● **WHAT IS EXPECTED**
Substitute "gathering" for "audience" in the lecture on teaching, and write out the lecture from "I might easily" up to and including "supply my deficiencies.".

● **TEXT BLOCK**
While treating of the education of the perceptive powers, I should have spoken of drawing as an important auxiliary. The acquisition of this accomplishment calls into exercise the most earnest use of the perceptive powers. It gives accuracy to the eye. It develops the taste, and teaches to select and dwell upon the elements of the beautiful. With proper instruction, this delightful art might be learned as universally as penmanship. That we could make every pupil an accomplished draftsman, I do not affirm, any more than that we can make every one a finished penman. We should, however, improve the perceptive powers and the taste of all, and 'wherever a talent for the fine arts has been bestowed, we should thus arouse it from its slumber, and place it at once in the course of development.

I might easily pursue these remarks into the higher branches of education, but our time is already exhausted. I ought rather to apologize for obtruding these suggestions upon an audience who have had far larger experience than myself in this department of our profession. I know, however, that you will receive them with your accustomed candor, and that I address an assembly of teachers who are perfectly able to correct my errors and supply my deficiencies.

Ladies and Gentlemen; the profession which we

have chosen has, like every other, its peculiar trials. The seed which we sow does not commonly bear its appropriate fruit, until long after it has passed out of our sight. Our best efforts in behalf of our pupils are frequently those which are most rarely appreciated. But let us remember that truth is the daughter of time. The results of honest and faithful effort will, in the end, be acknowledged; but whether acknowledged or not, there they remain, and they can never be annihilated. We labor not to shape rude matter into forms of beauty or magnificence, but to cultivate the immortal mind, to invigorate the intellect, and adorn with social grace and elevate by Christian principles, the spiritual nature of man. Let us, then, with renewed zeal and overcoming faith, address ourselves to the duties that are before us. Who can tell how much of the weal or woe of the coming generation depends upon the labors of us and our associates. Let us not be weary in well-doing, for in due season we shall reap if we faint not.

LECTURE II.

Bounding box annotation records
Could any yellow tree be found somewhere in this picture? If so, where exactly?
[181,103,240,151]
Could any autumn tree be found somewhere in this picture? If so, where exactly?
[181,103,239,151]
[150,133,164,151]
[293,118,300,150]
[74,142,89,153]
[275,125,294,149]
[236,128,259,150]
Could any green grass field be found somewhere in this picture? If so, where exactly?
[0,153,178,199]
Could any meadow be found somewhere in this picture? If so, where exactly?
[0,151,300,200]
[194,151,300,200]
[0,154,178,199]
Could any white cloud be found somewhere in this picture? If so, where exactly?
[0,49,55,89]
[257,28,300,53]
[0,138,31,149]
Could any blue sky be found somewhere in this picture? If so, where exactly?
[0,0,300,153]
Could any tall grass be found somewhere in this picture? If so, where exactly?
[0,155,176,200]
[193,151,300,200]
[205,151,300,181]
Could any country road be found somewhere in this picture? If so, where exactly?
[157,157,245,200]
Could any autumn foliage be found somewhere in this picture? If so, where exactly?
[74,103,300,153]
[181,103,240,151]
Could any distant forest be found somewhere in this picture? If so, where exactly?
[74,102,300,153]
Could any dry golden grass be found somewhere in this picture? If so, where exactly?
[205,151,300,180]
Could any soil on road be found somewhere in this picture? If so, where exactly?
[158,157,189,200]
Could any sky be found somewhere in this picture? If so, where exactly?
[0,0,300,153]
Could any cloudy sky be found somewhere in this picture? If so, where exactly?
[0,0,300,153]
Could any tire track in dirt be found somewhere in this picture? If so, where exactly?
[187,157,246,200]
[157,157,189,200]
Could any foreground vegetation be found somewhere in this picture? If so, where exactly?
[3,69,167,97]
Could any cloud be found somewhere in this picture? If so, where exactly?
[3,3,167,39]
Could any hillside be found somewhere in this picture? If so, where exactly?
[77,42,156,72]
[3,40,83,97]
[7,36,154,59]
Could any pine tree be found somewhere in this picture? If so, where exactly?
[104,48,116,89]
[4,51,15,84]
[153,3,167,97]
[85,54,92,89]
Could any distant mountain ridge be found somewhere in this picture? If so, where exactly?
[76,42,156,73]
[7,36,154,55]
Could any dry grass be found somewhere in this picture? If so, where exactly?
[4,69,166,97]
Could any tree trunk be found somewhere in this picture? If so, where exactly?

● **FULL RESPONSE**
I might easily pursue these remarks into the higher branches of education, but our time is already exhausted. I ought rather to apologize for obtruding these suggestions upon an gathering who have had far larger experience than myself in this department of our profession. I know, however, that you will receive them with your accustomed candor, and that I address an assembly of teachers who are perfectly able to correct my errors and supply my deficiencies.